──────── Supplied material ────────
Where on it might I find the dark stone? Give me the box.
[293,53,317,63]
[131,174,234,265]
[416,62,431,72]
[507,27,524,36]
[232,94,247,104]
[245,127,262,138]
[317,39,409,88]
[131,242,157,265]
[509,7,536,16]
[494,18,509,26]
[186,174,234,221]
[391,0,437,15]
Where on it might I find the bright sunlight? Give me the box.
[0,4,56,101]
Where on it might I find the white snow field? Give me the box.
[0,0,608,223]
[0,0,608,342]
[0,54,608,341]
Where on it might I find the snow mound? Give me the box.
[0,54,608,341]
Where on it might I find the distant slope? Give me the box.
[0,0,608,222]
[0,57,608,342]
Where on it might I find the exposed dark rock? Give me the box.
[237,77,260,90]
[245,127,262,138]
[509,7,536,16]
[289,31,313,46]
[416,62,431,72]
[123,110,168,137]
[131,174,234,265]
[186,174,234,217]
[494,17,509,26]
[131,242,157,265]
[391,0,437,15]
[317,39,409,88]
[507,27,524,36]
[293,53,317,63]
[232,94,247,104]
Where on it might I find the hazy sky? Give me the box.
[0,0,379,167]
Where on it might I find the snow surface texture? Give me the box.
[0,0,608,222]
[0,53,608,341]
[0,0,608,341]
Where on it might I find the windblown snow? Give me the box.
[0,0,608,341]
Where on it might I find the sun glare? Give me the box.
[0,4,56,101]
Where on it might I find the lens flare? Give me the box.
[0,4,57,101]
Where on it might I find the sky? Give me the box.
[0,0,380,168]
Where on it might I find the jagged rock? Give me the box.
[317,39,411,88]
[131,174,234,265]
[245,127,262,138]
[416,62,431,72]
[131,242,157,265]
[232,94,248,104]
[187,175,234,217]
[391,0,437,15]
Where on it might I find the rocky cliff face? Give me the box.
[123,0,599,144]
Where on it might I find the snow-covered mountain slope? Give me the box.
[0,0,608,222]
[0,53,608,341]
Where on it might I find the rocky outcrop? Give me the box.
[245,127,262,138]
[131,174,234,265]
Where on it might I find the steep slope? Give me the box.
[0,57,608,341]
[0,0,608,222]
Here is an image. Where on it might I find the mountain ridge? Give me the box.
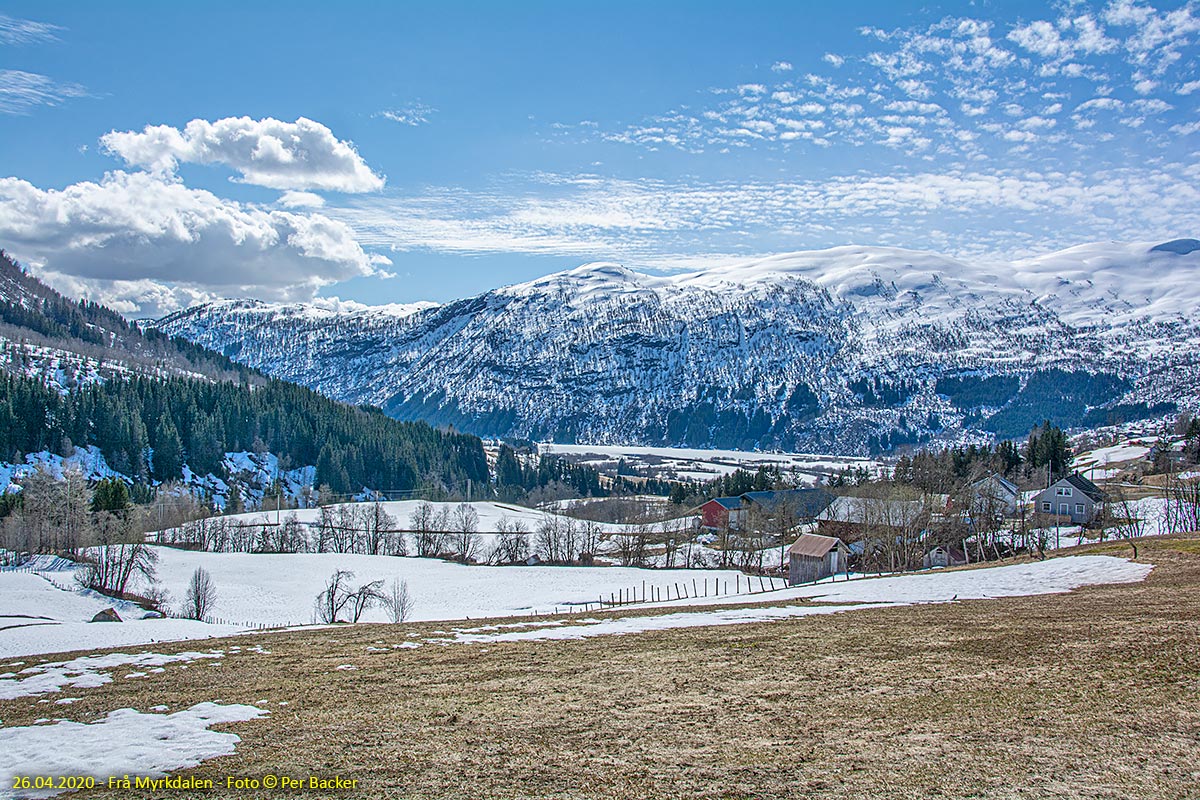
[152,240,1200,455]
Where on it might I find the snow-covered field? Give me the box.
[0,553,1153,798]
[0,547,748,657]
[0,548,1150,657]
[432,555,1153,644]
[0,571,242,657]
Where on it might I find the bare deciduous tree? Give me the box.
[182,566,217,620]
[383,578,414,622]
[452,503,479,564]
[313,570,354,624]
[347,578,388,622]
[408,500,449,558]
[491,517,529,564]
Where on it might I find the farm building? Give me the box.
[700,489,834,530]
[1033,473,1105,525]
[787,534,850,587]
[700,498,745,530]
[742,488,834,523]
[922,545,967,570]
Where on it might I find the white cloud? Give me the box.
[101,116,384,192]
[0,70,88,114]
[377,103,437,127]
[330,165,1200,264]
[278,192,325,209]
[0,14,62,44]
[0,172,377,313]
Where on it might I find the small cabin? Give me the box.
[787,534,850,587]
[922,545,967,570]
[700,498,745,530]
[1033,473,1105,525]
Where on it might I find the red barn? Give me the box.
[700,498,745,530]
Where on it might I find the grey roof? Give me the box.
[787,534,846,558]
[742,488,834,519]
[971,473,1020,494]
[704,498,742,509]
[1062,473,1104,503]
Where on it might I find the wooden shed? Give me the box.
[787,534,850,587]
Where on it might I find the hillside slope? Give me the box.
[154,240,1200,453]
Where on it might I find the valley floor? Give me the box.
[0,536,1200,799]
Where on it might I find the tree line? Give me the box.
[0,375,488,493]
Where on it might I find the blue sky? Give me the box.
[0,0,1200,315]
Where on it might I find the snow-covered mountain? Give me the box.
[152,239,1200,453]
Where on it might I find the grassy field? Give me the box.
[0,539,1200,799]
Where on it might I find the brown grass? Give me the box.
[0,539,1200,799]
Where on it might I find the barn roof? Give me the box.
[1063,473,1104,503]
[742,488,833,518]
[701,498,742,509]
[971,473,1020,494]
[787,534,845,558]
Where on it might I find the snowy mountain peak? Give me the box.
[158,240,1200,453]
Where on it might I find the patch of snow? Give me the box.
[429,555,1153,646]
[0,650,223,700]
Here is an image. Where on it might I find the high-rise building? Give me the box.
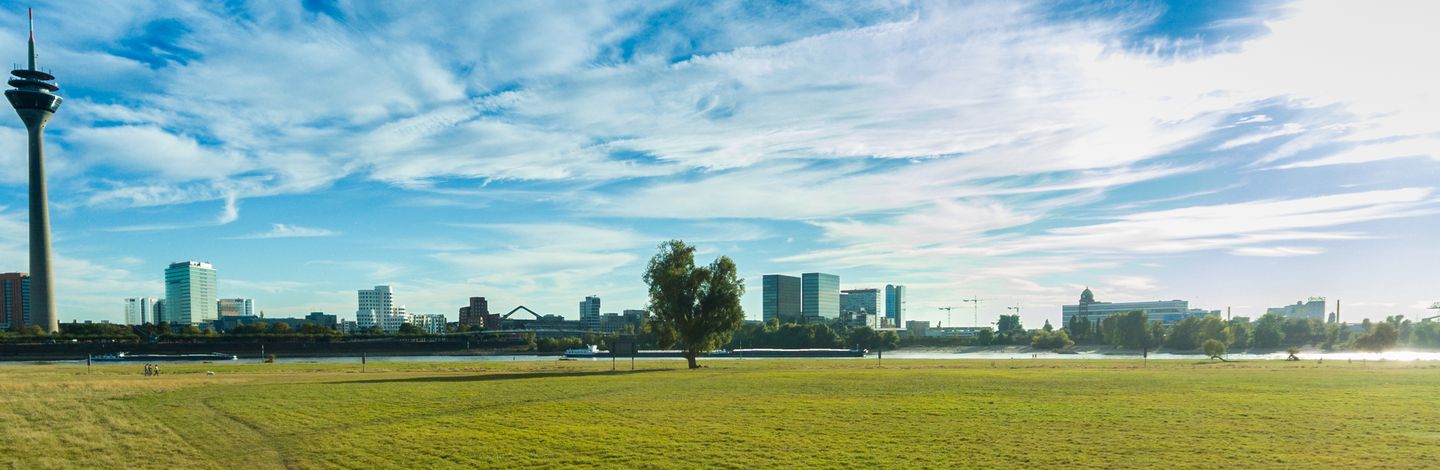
[760,274,801,323]
[410,313,445,334]
[459,297,494,329]
[4,14,62,333]
[801,272,840,320]
[0,272,33,330]
[840,288,880,314]
[1264,297,1325,322]
[356,285,400,332]
[125,297,160,324]
[580,296,600,330]
[886,284,906,327]
[166,261,217,324]
[215,298,255,317]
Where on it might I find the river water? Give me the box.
[0,350,1440,366]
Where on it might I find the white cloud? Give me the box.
[1230,247,1325,258]
[236,223,340,239]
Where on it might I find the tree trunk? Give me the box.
[685,350,700,369]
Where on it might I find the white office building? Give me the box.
[164,261,217,324]
[1264,297,1325,322]
[580,296,600,330]
[125,297,160,324]
[1060,287,1210,326]
[356,285,410,333]
[884,284,906,327]
[410,313,445,334]
[216,298,255,317]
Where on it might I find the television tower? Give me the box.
[4,10,60,333]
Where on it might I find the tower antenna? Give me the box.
[26,9,35,71]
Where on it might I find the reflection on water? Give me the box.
[8,350,1440,366]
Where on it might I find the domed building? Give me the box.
[1060,287,1220,326]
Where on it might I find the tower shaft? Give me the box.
[24,115,60,333]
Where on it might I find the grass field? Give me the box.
[0,360,1440,469]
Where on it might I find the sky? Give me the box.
[0,0,1440,327]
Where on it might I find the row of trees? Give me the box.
[1054,311,1422,353]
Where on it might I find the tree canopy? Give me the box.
[645,239,744,369]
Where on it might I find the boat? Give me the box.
[91,352,239,362]
[622,347,865,359]
[564,345,611,359]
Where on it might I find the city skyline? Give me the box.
[0,1,1440,326]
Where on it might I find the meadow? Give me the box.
[0,360,1440,469]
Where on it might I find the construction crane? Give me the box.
[936,307,955,324]
[1420,301,1440,322]
[960,297,988,326]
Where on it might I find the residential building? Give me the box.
[410,313,445,334]
[904,320,930,337]
[459,297,500,329]
[0,272,35,330]
[125,297,158,324]
[166,261,217,324]
[886,284,906,327]
[215,298,255,317]
[621,309,649,330]
[305,311,340,330]
[840,309,880,329]
[801,272,840,320]
[760,274,802,323]
[1060,287,1207,326]
[356,285,405,333]
[376,307,413,333]
[1264,297,1325,322]
[840,288,880,314]
[580,296,600,330]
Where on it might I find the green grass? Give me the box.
[0,360,1440,469]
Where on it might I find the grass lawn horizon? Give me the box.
[0,359,1440,469]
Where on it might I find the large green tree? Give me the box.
[645,239,748,369]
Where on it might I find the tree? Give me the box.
[1355,322,1400,352]
[995,314,1025,333]
[1030,330,1076,349]
[644,239,748,369]
[1250,313,1284,349]
[1200,339,1225,360]
[1066,316,1090,340]
[1100,310,1152,349]
[975,329,995,346]
[1225,319,1251,350]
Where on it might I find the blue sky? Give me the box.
[0,0,1440,324]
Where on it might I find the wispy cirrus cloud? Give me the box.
[235,223,340,239]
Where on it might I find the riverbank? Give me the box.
[0,359,1440,469]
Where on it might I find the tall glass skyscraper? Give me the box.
[801,272,840,320]
[164,261,217,324]
[760,274,801,323]
[580,296,600,330]
[886,284,904,329]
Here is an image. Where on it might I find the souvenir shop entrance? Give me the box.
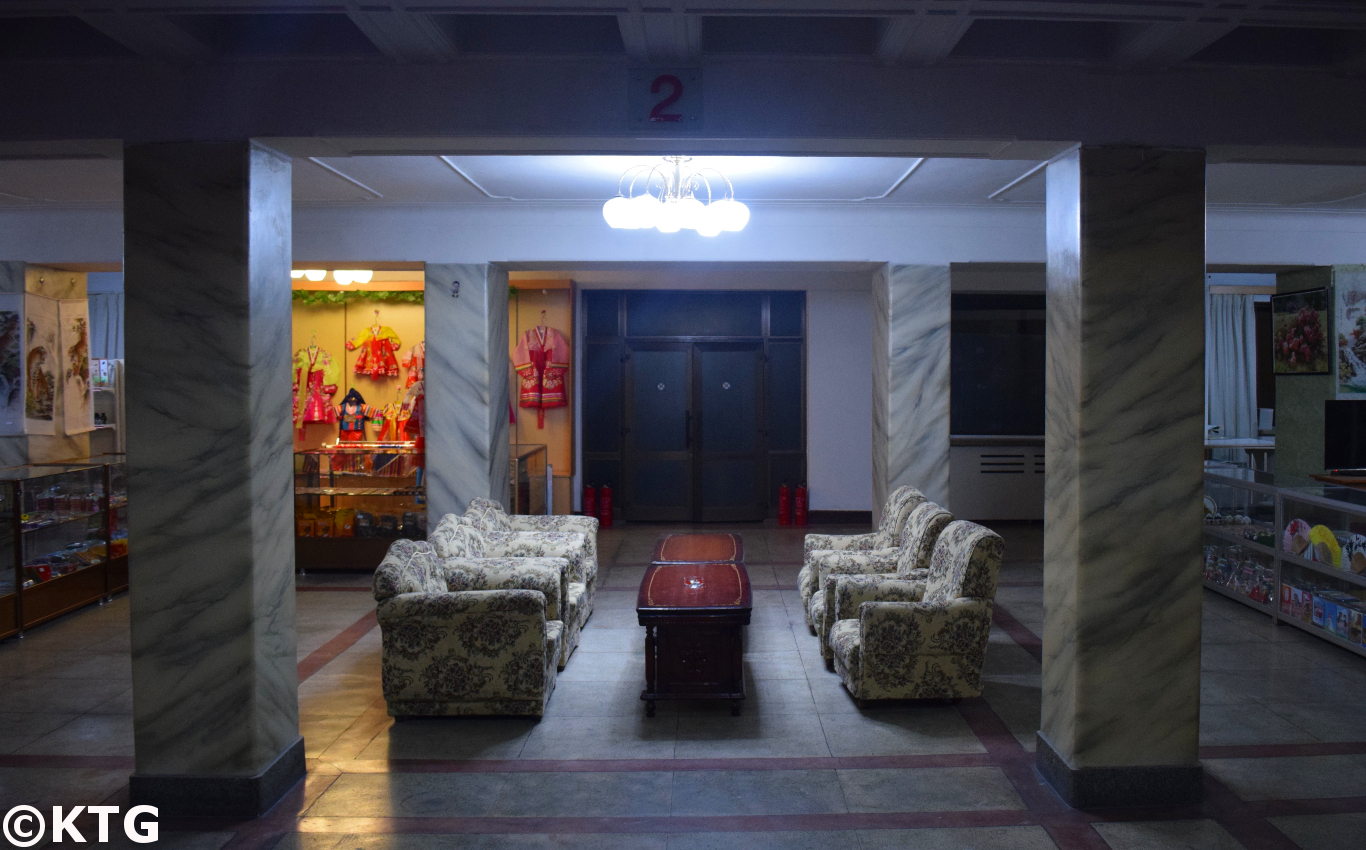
────────
*Set task*: Quote every line from the line with "Where on it might I find the sun" to the line with "[0,571,242,657]", including both of those lines, and leave any pictures out.

*Answer to the problem*:
Where on it might I find the sun glare? Give me the box.
[0,4,56,101]
Where on it might I find the lens flare? Give me the box.
[0,4,57,101]
Where on it might I find the sky? Give me the box.
[0,0,380,168]
Where on it might I find the jagged rock? Give me the box.
[317,39,411,88]
[131,174,234,265]
[245,127,262,138]
[416,62,431,72]
[131,242,157,265]
[232,94,248,104]
[187,175,234,217]
[391,0,437,15]
Where on it might I find the rocky cliff face? Give me the box.
[123,0,599,144]
Where on it might I find the snow-covered mountain slope? Give me the box.
[0,0,608,222]
[0,53,608,341]
Where on it might I find the rocky outcrop? Give me the box.
[245,127,262,138]
[131,174,234,265]
Where on it might I find the steep slope? Give me the box.
[0,57,608,341]
[0,0,608,222]
Here is an image. Where on it might I find the mountain ridge? Give me the box.
[152,240,1200,455]
Where on it might I find the snow-covered field? Give me the box.
[0,553,1153,798]
[0,547,748,657]
[0,548,1150,657]
[432,555,1153,644]
[0,571,242,657]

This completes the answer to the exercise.